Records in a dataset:
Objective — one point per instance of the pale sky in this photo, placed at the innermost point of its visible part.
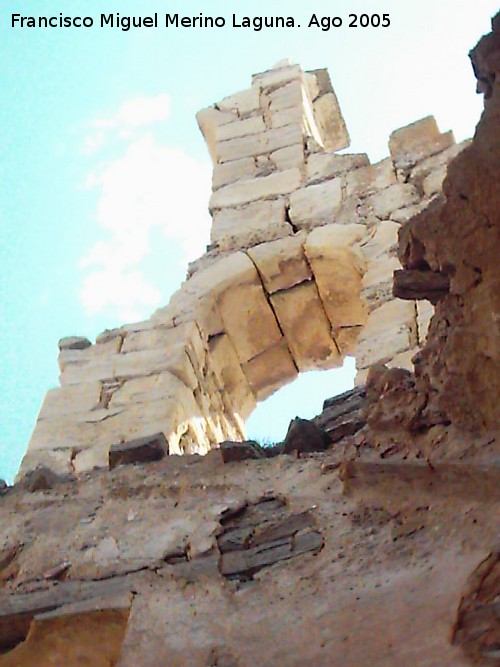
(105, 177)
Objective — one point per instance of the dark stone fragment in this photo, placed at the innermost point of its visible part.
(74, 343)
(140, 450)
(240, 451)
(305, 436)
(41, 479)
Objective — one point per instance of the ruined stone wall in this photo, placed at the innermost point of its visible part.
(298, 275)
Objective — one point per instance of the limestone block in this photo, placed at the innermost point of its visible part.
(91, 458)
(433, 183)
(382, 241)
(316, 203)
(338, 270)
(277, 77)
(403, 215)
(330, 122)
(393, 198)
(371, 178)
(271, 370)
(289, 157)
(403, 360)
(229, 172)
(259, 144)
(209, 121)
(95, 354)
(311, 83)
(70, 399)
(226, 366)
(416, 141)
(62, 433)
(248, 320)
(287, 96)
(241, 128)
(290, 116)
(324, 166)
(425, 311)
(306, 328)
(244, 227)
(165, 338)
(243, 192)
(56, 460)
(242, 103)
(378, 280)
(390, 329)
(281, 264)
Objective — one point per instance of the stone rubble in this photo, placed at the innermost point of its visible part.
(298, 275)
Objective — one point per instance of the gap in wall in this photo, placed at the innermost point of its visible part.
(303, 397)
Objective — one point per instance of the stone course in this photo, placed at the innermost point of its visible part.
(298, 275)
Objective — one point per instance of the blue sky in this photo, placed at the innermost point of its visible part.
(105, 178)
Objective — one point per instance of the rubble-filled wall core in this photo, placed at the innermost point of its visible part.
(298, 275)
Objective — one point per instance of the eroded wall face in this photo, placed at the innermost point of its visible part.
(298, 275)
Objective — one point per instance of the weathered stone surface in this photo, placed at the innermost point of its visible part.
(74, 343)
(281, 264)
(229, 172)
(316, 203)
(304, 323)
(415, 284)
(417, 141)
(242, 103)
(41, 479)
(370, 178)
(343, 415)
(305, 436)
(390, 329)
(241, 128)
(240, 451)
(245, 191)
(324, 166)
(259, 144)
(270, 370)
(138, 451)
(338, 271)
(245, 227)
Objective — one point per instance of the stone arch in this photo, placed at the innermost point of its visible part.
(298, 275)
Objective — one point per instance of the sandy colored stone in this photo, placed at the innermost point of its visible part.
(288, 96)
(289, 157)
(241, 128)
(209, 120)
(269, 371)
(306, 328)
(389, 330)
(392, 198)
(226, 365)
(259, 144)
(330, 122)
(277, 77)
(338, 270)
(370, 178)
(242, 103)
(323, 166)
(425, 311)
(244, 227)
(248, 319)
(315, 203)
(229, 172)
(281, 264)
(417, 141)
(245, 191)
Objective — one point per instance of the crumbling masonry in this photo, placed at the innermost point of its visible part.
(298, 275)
* * *
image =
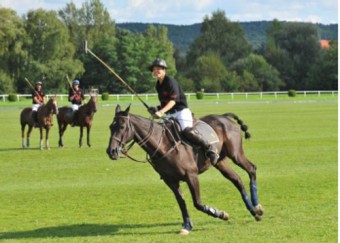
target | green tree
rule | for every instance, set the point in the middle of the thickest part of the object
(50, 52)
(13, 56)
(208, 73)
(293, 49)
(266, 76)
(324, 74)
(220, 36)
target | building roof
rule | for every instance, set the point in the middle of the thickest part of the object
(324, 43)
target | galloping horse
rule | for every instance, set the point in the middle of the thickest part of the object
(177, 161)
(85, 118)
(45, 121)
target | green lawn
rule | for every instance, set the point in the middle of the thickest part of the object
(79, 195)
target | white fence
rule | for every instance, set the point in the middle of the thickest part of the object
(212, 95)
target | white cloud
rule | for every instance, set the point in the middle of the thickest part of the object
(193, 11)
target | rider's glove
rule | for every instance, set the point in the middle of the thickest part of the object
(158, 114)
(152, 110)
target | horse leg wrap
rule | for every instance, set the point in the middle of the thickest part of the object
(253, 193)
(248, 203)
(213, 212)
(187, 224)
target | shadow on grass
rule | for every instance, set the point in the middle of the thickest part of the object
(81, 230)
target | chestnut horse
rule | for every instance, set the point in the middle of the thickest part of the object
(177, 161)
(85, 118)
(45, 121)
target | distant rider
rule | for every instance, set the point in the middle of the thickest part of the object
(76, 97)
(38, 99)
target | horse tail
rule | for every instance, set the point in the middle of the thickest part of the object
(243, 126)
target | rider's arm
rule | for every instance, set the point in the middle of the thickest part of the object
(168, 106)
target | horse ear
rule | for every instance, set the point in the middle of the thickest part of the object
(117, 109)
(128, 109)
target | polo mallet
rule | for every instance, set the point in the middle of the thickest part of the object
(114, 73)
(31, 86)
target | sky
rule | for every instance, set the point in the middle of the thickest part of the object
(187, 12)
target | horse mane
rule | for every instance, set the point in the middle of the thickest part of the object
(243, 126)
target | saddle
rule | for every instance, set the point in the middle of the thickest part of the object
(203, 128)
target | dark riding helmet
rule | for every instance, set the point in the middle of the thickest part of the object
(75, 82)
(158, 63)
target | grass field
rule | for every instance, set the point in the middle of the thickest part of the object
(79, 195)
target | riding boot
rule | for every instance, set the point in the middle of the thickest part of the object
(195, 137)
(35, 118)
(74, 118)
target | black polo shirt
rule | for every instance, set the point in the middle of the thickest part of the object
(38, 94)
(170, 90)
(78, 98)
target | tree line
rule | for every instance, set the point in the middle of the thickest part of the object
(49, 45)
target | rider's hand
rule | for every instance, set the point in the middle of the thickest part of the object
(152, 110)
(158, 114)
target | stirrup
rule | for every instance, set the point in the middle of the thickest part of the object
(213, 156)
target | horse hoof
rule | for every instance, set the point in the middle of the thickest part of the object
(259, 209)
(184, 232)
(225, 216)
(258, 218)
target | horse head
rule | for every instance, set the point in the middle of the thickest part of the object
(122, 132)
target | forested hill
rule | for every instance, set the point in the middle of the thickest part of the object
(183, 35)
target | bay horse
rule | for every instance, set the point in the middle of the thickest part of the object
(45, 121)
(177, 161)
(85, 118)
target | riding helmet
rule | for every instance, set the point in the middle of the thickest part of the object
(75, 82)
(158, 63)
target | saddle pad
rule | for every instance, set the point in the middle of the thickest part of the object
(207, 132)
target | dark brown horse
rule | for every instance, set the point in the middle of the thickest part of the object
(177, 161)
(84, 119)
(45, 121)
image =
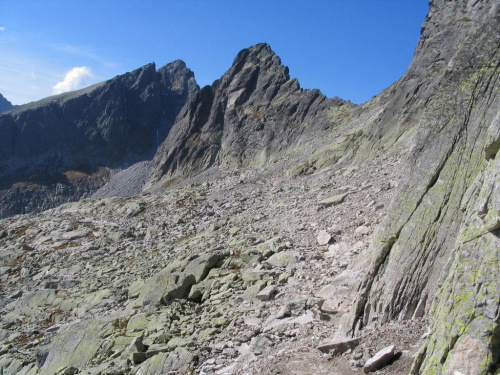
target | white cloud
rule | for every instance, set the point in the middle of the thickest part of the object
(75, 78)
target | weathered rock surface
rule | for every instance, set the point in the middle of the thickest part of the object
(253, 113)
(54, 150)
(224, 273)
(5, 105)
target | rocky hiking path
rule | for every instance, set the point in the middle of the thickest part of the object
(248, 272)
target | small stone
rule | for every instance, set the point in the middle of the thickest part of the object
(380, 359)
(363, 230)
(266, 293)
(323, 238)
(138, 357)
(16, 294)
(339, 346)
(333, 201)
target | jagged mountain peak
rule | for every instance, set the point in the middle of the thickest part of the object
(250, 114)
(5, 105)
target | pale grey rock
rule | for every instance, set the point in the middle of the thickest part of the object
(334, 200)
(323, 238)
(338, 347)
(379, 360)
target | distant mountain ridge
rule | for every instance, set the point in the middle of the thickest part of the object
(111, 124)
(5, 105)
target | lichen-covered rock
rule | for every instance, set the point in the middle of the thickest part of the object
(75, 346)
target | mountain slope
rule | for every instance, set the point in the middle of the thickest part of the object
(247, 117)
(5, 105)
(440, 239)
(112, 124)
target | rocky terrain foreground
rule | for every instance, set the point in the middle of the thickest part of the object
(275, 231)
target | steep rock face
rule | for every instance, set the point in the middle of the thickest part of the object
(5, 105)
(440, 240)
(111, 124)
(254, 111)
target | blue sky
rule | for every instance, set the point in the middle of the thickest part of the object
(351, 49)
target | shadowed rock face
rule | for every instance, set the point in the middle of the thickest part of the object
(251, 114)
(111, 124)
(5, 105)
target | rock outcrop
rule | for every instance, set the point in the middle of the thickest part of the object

→ **Task prompt**: Gather every line of the records that contains the string "riding". Case counts.

→ **Response to the task**:
target | dark riding helmet
target | riding boot
target | riding helmet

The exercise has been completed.